Pull out every line of the listing that contains the string "dark". Case counts.

(Location labeling records)
--------
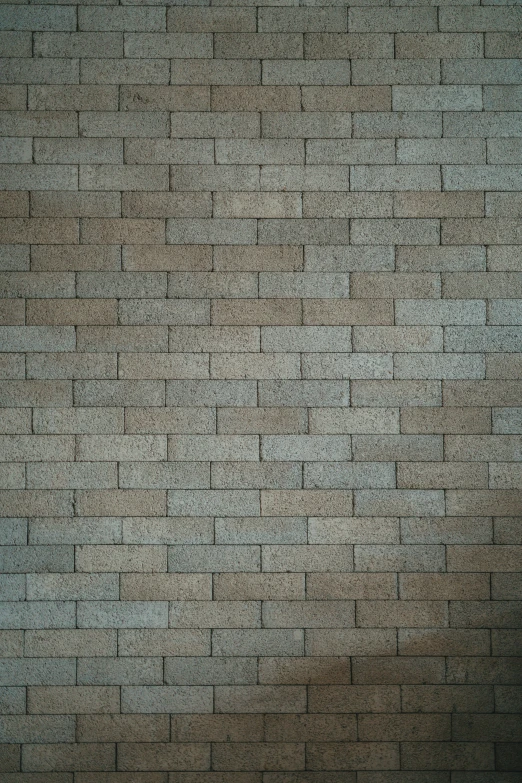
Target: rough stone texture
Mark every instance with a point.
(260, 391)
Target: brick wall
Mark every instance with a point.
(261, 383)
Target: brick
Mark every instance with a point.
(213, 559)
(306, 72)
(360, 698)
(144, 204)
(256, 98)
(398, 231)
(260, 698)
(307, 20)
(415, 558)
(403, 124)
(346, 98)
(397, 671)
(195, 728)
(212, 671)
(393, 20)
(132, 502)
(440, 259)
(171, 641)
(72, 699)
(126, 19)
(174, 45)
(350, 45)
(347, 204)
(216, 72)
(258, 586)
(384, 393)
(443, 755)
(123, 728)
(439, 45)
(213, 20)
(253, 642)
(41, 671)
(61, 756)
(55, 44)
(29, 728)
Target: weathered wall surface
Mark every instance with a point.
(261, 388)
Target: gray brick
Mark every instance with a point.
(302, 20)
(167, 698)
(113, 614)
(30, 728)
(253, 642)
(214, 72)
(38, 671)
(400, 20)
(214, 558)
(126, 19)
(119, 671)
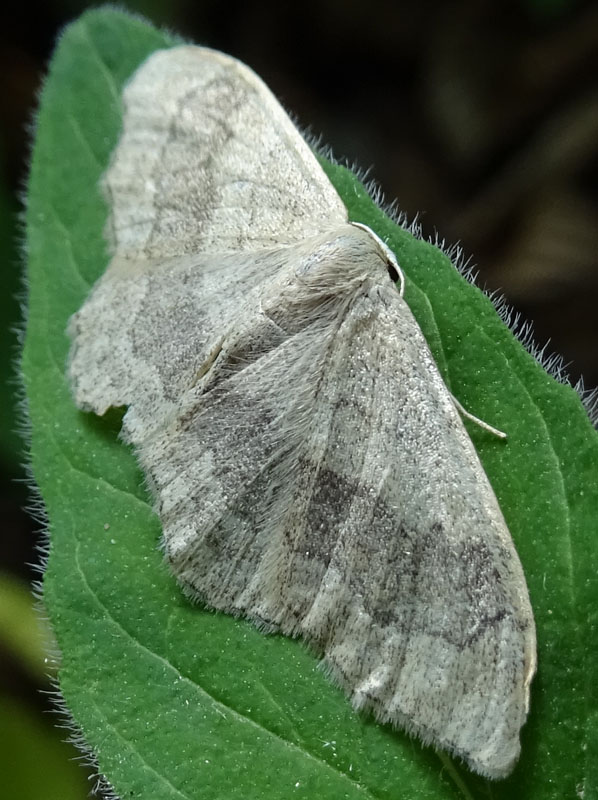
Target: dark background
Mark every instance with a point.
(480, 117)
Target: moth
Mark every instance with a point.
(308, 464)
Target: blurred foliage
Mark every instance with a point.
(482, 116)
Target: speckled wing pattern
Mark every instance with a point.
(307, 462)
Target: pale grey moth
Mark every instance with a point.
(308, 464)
--------
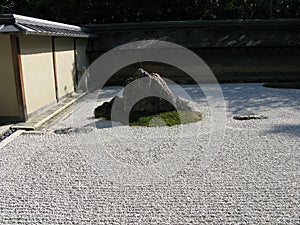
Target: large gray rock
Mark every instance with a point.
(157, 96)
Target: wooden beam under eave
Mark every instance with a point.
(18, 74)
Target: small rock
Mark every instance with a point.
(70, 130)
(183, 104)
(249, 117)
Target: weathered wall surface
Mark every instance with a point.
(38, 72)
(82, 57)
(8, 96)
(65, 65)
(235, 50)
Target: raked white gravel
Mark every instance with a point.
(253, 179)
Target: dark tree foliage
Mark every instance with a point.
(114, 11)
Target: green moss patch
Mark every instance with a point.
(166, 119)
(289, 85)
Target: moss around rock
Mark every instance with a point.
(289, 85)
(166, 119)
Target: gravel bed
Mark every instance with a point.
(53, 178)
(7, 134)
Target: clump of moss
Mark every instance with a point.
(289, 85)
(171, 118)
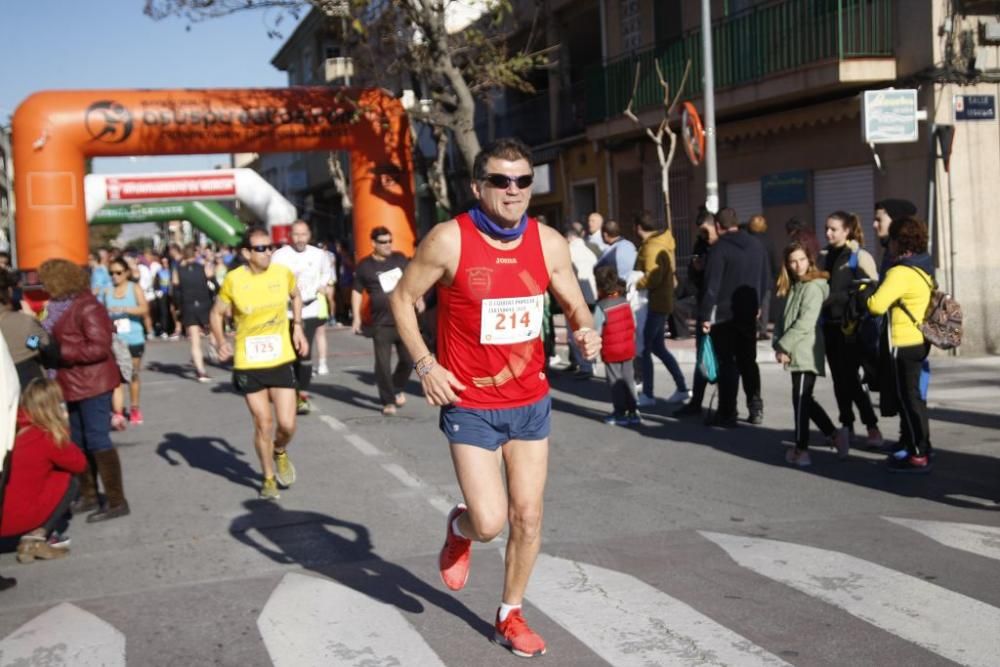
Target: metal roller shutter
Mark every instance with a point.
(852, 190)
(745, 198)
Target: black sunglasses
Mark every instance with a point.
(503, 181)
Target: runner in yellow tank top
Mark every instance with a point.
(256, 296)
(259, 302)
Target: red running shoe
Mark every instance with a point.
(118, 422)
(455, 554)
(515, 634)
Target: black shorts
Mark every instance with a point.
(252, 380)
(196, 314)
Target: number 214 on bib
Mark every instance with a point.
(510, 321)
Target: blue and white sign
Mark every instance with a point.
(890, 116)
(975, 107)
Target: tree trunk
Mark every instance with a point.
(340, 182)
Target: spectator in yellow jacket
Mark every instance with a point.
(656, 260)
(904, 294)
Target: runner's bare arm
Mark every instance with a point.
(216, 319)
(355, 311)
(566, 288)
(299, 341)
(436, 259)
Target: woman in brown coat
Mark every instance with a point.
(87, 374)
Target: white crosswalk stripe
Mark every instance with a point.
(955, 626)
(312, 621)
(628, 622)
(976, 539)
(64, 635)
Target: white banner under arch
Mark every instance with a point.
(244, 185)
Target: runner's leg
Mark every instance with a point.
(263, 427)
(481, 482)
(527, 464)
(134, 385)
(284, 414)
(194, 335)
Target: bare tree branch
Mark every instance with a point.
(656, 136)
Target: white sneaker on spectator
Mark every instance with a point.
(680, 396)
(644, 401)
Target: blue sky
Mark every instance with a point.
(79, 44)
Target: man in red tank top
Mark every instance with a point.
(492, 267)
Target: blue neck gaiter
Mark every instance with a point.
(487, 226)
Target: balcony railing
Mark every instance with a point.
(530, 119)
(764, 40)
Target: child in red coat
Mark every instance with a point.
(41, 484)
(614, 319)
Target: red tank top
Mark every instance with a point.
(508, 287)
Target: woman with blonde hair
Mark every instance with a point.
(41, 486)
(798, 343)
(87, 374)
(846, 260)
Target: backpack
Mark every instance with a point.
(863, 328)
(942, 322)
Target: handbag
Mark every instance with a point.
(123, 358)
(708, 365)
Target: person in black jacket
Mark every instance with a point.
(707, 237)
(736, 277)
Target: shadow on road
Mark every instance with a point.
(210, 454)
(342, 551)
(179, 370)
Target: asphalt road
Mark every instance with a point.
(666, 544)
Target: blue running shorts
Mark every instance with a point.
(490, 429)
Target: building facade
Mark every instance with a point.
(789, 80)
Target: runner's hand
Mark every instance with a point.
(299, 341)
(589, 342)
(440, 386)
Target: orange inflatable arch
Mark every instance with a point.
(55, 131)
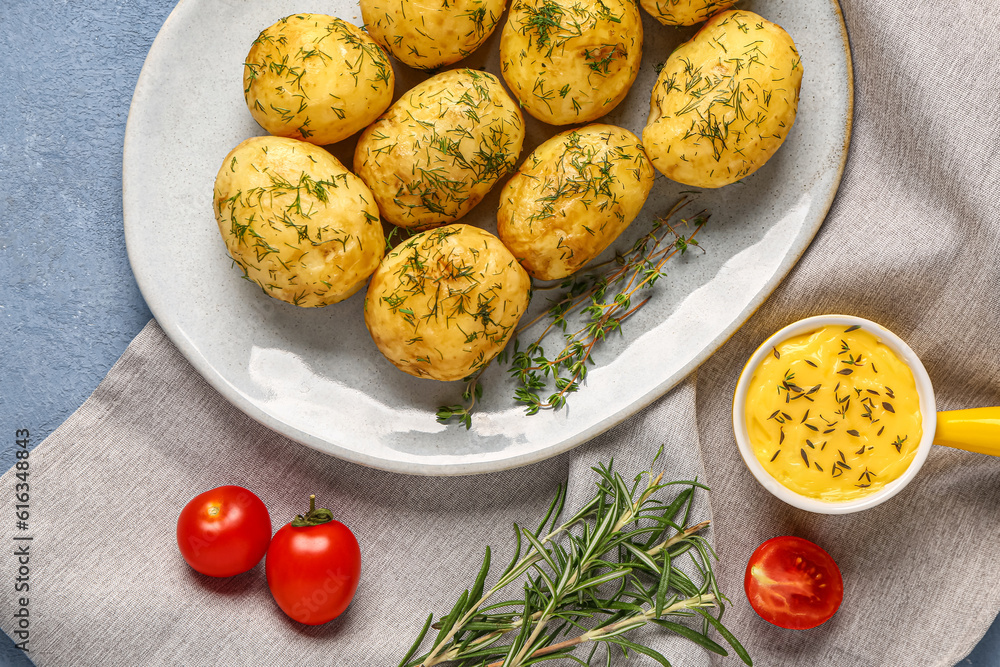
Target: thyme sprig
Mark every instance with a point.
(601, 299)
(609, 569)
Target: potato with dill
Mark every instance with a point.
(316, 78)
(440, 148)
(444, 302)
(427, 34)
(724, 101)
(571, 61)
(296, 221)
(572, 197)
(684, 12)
--------
§ Response to this exercise:
Target: dark background
Target: dark tree foliage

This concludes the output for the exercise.